#### PAGE
---*---
Taxation in Sweden on salaries for an employee involves contributing to three different levels of government: the municipality, the county council, and the central government. Social security contributions are paid to finance the social security system.

Income tax on salaries is deducted by the employer (a PAYE system) and paid directly by the employer to the Swedish Tax Agency (Skatteverket).

The effective taxation rate in Sweden is commonly cited as among the highest in the world; see list of countries by tax rates.

Total tax revenue as a percentage of GDP for Sweden over the past several decades compared to other highly developed states

Sweden has a taxation system for income from work that combines an income tax (paid by the employee) with social security contributions (employers contributions) that are paid by the employer. The total salary cost for the employer is thereby the gross salary plus the payroll tax. The employer makes monthly preliminary deductions (PAYE) for income tax and also pays the payroll tax to the Swedish Tax Agency.
---*---
#### WHAT THIS TASK INVOLVES
Can you reproduce the passage on Swedish taxation above in full, word for word?

#### DATA PROVIDED
---*---
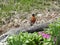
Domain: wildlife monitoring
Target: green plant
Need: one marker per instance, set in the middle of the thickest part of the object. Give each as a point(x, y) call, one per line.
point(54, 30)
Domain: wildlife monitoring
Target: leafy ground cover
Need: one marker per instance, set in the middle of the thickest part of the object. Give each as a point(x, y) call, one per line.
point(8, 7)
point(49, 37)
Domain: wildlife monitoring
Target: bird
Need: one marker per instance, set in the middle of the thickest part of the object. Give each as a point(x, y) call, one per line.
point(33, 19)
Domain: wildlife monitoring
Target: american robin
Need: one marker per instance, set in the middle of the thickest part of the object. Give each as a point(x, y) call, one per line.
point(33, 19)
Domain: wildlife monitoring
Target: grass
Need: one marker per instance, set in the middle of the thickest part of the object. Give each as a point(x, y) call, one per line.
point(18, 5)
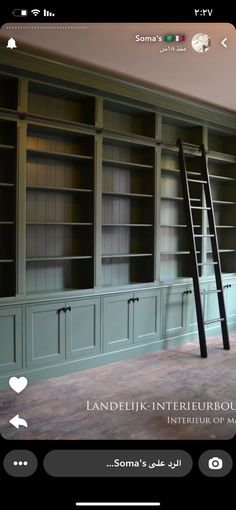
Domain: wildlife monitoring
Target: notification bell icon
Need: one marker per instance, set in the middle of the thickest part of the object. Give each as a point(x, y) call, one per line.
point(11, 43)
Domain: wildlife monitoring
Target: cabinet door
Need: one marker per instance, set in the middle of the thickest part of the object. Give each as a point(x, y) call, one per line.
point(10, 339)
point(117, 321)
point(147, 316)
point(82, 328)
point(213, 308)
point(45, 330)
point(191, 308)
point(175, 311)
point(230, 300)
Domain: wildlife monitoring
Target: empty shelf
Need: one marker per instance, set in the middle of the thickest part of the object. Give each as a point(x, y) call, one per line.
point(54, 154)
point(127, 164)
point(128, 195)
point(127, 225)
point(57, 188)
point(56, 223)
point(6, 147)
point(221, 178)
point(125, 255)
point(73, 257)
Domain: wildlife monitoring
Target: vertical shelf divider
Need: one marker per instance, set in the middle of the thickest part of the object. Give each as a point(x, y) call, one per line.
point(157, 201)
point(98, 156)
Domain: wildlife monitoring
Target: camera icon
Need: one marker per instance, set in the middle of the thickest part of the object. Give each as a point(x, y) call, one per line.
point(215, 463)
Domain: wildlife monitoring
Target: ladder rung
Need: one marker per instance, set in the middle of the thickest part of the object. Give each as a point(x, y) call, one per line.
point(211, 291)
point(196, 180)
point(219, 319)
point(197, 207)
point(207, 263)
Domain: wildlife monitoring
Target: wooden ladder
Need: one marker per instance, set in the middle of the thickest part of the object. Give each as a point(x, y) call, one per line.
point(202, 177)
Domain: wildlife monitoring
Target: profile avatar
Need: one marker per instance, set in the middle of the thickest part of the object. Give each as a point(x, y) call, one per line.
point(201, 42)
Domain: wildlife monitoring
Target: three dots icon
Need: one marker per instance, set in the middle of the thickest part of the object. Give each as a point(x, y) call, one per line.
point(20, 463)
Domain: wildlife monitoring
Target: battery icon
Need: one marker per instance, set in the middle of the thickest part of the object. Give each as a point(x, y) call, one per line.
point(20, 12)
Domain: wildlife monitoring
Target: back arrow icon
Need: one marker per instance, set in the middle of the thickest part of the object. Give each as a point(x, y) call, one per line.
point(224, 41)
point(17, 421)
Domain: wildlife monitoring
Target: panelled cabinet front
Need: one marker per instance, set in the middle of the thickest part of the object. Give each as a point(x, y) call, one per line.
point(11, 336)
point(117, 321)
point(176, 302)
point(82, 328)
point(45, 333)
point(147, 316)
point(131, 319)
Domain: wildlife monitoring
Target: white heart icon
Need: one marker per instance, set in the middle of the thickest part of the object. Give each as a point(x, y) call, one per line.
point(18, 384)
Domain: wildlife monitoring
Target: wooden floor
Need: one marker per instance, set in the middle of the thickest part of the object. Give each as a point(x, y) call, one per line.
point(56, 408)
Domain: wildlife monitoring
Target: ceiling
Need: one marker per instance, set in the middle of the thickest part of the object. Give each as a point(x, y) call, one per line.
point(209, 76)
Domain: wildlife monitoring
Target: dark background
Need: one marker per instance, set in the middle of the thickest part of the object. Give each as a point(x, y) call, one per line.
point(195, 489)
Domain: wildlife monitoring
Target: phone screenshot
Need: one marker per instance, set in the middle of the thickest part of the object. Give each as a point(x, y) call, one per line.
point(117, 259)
---*---
#### EXERCISE SOLUTION
Taxation in Sweden on salaries for an employee involves contributing to three different levels of government: the municipality, the county council, and the central government. Social security contributions are paid to finance the social security system.

Income tax on salaries is deducted by the employer (a PAYE system) and paid directly by the employer to the Swedish Tax Agency (Skatteverket).

The effective taxation rate in Sweden is commonly cited as among the highest in the world; see list of countries by tax rates.

Total tax revenue as a percentage of GDP for Sweden over the past several decades compared to other highly developed states

Sweden has a taxation system for income from work that combines an income tax (paid by the employee) with social security contributions (employers contributions) that are paid by the employer. The total salary cost for the employer is thereby the gross salary plus the payroll tax. The employer makes monthly preliminary deductions (PAYE) for income tax and also pays the payroll tax to the Swedish Tax Agency.